→ TEXTE FOURNI
***

Chronique

Louis Sclavis

L’imparfait des langues

Louis Sclavis (cl, bcl, ss), Marc Baron (as), Maxime Delpierre (g), François Merville (dm), Paul Brousseau (g, electronics, keyboards)

Label / Distribution : ECM

Le jazz est une langue vivante. C’est sans doute ce que Louis Sclavis tend à démontrer dans son nouvel opus : « L’imparfait des langues ».

En fait de « nouveauté », il s’agit ici de la résultante d’une commande passée lors du « Festival du Printemps des Arts » à Monaco en 2005… concert qui fut finalement annulé suite au décès du Prince Rainier, la veille de la représentation. Comme pour garder une trace de cette étude conçue en moins de quinze jours, Sclavis décide, dans la foulée, de la graver sur disque.
Quelle bonne idée.

Voici donc notre saxophoniste entouré de jeunes musiciens français au vocabulaire parfois assez différent du sien, mais prêts au dialogue. Sur un discours propre à Sclavis, et assez familier si l’on connaît l’œuvre du Lyonnais, l’altiste Marc Baron est le premier à ouvrir le débat et à prendre rapidement quelques distances. Il enfreint les règles et brouille les pistes avec bonheur. Il entraîne avec lui le guitariste Maxime Delpierre, qui n’hésite pas à déchirer, façon « rock », une conversation déjà bien animée (« L’idée du dialecte »).

Entrecoupé de courts instants, exposés comme un alphabet de sons à utiliser (« Premier imparfait A », « Premier imparfait B » ou « Deuxième imparfait »), le disque se conjugue sur tous les modes et tous les rythmes. L’exercice va bien au-delà de simples variations sur des thèmes et des idées. La maîtrise et la virtuosité des acteurs est au service du questionnements et de la recherche sur le langage. Toutes les idées sont bonnes à prendre, à malaxer, à triturer, à construire et reconstruire. Chacun s’écoute, se parle, propose, avance. Sclavis et ses acolytes tentent ainsi de rassembler plusieurs mondes, plusieurs univers.

***

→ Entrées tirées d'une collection
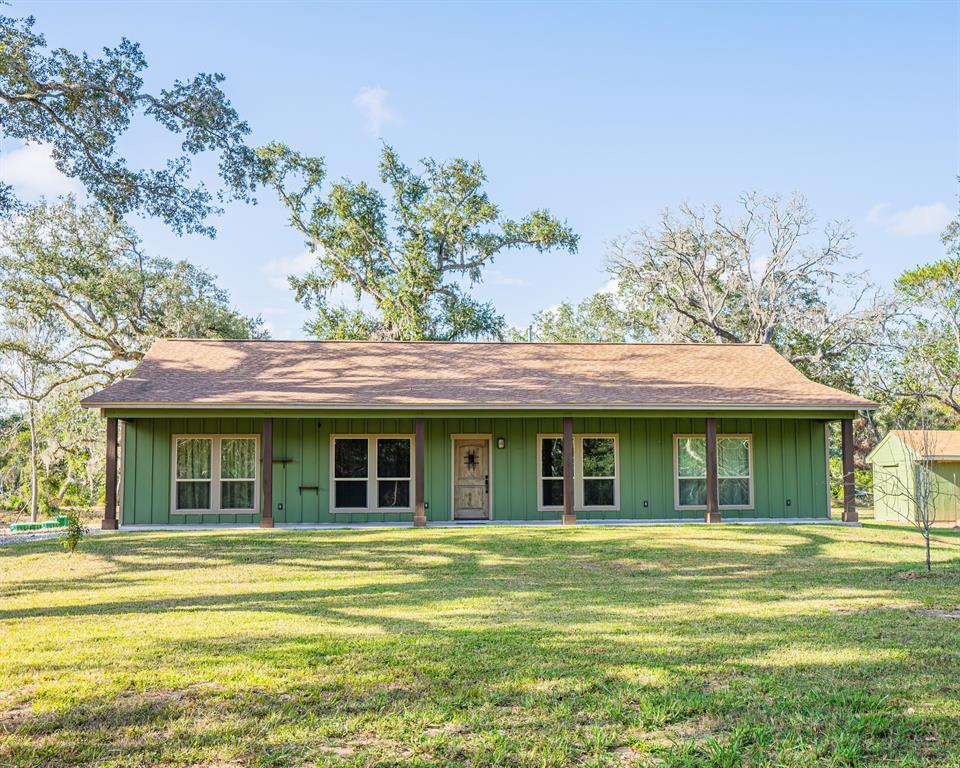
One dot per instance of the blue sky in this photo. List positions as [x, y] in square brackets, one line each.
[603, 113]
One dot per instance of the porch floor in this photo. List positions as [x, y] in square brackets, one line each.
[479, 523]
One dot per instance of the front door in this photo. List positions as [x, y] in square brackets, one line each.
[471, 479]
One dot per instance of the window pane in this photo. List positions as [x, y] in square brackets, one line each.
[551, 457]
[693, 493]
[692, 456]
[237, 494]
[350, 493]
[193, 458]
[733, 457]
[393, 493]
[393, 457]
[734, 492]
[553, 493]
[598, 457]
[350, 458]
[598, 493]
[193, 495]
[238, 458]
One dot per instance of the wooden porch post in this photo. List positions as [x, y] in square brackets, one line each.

***

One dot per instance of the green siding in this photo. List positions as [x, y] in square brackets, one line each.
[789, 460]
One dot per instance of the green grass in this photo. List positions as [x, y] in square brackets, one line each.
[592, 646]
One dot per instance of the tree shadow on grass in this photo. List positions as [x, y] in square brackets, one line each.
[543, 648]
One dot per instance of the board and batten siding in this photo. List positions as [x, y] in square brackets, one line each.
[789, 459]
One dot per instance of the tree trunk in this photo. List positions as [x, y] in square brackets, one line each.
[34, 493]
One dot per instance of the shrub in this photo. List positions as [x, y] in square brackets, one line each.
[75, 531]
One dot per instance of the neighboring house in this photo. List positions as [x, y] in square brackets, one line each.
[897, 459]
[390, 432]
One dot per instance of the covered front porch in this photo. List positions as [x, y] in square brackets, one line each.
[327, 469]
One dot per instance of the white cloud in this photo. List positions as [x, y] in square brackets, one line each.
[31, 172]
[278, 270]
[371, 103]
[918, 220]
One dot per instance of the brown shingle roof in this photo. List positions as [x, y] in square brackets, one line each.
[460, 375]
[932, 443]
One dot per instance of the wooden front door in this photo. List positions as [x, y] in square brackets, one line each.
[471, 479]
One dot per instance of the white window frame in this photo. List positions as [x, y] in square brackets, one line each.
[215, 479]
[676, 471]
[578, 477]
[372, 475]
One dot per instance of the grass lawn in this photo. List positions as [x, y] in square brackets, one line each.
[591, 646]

***

Reprenez la chronique sur l'album « L'imparfait des langues » et poursuivez-la après sa dernière phrase. Les lignes ne sont d'aucune utilité ici.

→ CORRIGÉ DE L'EXERCICE
Au chant de Muezzin (« Annonce ») imité au travers du sax de Sclavis, répond « Convocation », qui sonne comme le carillon d’une église électrifié par les riffs de la guitare de Delpierre. Ailleurs, Sclavis et Baron soulignent, à leur manière respective, la richesse des différences dans un exercice sur les intervalles (« L’esprit sacrifié »). Plus loin, « Palabre », en écho à « Dialogue With A Dream » laisse s’exprimer franchement François Merville aux percussions. De l’Afrique, on bascule vers un esprit rock prononcé pour emprunter ensuite les méandres tout en polyrythmies d’une musique contemporaine.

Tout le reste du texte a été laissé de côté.